Before I delve into the second-quarter results that Coach (NYSE:COH) reported yesterday, I have to take some time for a little humble pie. About a year and a half ago, I had doubts whether Coach would be able to continue growing at such a torrid pace. Well, Coach has indeed continued to grow rapidly, and in hindsight, I have to say it was pretty clear that it could.

Like Tiffany (NYSE:TIF), Coach has a strong presence in Asia, particularly in Japan. The Japanese economy is recovering and consumers are opening their wallets a bit more as wages finally begin to show signs of increasing, and Chinese consumers are just as hungry for luxury-brand goods. That leaves Coach and many other luxury retailers in an envious position. The truly amazing thing is that this phenomenon is likely to last for years, and not just a few quarters, in Asia.

§ **Exercise prompt**
Repeat the passage of the Coach earnings text starting at "Before I delve" and ending at "quarters, in Asia.", word for word.

§ **Listed entries**
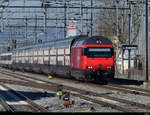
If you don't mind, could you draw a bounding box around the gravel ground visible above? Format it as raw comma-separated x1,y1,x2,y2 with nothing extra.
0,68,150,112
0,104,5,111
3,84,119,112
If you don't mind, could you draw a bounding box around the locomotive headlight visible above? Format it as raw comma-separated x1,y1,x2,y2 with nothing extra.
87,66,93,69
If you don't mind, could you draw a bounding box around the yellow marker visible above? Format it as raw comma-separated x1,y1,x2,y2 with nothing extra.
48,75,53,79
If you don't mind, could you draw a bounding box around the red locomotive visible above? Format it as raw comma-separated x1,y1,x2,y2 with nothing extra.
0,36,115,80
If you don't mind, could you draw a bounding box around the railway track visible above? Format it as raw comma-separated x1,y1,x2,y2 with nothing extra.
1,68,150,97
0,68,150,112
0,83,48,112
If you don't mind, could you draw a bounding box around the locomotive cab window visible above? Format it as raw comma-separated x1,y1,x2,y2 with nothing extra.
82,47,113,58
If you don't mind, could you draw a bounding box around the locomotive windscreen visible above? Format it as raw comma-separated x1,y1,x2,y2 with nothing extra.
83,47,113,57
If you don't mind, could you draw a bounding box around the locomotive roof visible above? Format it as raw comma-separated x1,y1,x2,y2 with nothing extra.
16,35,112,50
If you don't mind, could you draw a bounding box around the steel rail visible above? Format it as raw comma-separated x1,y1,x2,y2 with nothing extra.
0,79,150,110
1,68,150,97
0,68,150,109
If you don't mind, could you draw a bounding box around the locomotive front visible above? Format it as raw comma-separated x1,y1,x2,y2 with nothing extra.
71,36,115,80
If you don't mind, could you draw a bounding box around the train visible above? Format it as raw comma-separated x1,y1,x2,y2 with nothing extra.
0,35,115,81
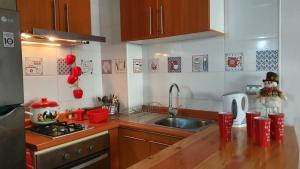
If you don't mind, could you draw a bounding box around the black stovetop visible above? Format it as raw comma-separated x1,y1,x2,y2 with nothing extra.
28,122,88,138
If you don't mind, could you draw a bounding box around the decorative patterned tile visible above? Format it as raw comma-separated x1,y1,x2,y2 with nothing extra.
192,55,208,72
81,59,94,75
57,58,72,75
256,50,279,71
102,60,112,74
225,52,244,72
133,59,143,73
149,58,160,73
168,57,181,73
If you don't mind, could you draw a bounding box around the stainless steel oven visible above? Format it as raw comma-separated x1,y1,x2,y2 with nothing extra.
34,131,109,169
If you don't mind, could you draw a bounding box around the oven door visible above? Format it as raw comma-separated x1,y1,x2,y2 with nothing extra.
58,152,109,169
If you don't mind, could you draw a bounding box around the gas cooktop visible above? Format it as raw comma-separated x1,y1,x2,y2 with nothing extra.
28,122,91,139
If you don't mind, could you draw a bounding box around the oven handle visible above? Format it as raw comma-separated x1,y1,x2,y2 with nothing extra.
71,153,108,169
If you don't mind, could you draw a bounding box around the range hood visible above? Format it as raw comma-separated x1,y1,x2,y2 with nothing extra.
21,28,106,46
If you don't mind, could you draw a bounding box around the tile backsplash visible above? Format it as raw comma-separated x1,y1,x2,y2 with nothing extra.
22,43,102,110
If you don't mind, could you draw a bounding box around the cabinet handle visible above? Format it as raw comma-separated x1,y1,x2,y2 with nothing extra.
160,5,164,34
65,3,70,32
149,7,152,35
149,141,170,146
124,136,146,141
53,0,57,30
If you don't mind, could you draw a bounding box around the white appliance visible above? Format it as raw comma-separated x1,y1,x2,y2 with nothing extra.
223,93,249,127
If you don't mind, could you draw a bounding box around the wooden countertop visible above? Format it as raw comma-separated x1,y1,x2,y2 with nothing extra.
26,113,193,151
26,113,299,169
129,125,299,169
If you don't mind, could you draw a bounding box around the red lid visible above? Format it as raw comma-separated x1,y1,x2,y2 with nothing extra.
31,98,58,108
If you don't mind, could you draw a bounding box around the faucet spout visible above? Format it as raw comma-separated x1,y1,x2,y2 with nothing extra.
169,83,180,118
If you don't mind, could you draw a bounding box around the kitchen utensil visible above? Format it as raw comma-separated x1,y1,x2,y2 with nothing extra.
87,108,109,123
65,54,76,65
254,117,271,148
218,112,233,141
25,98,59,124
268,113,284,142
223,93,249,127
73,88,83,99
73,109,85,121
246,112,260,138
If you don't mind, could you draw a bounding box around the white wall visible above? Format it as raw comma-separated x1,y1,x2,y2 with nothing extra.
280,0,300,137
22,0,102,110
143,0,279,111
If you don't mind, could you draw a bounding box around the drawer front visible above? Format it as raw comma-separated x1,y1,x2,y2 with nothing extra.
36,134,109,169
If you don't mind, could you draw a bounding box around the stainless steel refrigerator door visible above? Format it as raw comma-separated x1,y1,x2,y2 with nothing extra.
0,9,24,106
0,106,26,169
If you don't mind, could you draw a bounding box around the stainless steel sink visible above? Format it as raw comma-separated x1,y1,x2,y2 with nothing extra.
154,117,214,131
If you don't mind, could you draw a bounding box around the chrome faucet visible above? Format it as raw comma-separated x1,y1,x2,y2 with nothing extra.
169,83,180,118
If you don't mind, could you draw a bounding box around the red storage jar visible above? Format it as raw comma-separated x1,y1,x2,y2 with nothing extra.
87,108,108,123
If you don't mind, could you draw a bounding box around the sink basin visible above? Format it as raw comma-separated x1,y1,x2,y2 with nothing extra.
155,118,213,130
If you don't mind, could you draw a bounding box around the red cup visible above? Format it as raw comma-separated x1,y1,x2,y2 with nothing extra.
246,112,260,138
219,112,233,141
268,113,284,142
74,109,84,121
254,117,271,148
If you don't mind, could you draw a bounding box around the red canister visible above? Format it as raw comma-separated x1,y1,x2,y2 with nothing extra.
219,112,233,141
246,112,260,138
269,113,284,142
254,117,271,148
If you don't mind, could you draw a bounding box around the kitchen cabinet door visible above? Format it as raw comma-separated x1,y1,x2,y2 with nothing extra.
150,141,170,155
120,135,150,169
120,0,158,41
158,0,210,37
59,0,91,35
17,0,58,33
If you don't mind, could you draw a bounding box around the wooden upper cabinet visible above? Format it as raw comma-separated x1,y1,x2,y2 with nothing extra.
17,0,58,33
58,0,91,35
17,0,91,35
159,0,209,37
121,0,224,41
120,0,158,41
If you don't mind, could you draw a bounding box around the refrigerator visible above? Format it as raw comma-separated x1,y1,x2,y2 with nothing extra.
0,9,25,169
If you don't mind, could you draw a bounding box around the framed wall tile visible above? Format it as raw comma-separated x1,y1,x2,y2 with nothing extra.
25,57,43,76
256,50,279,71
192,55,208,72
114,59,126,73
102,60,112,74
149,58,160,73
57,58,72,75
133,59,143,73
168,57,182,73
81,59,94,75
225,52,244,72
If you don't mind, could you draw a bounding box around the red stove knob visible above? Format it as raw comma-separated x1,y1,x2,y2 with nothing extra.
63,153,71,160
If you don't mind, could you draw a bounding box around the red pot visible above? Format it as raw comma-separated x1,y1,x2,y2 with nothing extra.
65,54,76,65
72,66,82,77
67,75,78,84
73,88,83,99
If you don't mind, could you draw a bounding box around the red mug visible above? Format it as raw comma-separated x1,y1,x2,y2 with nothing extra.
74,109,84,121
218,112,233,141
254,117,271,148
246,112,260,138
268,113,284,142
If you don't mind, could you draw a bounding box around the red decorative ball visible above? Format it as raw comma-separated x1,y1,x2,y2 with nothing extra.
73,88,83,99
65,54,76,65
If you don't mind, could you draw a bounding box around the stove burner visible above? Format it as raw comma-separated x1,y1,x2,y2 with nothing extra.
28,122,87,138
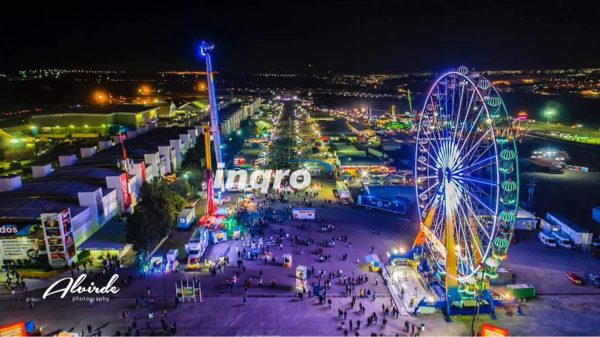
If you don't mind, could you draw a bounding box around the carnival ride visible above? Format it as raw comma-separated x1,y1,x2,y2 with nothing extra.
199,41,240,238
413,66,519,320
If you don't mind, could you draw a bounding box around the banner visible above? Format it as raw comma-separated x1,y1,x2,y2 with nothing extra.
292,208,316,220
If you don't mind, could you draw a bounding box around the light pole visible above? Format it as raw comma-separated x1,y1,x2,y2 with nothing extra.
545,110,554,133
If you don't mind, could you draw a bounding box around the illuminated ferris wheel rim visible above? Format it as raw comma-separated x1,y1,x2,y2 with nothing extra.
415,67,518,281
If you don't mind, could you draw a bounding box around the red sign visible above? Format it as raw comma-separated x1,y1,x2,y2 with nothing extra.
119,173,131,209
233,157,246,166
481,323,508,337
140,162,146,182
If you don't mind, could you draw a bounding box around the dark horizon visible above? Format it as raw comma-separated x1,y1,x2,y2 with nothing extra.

§ **Task result**
Before I delve into the second-quarter results that Coach (NYSE:COH) reported yesterday, I have to take some time for a little humble pie. About a year and a half ago, I had doubts whether Coach would be able to continue growing at such a torrid pace. Well, Coach has indeed continued to grow rapidly, and in hindsight, I have to say it was pretty clear that it could.

Like Tiffany (NYSE:TIF), Coach has a strong presence in Asia, particularly in Japan. The Japanese economy is recovering and consumers are opening their wallets a bit more as wages finally begin to show signs of increasing, and Chinese consumers are just as hungry for luxury-brand goods. That leaves Coach and many other luxury retailers in an envious position. The truly amazing thing is that this phenomenon is likely to last for years, and not just a few quarters, in Asia.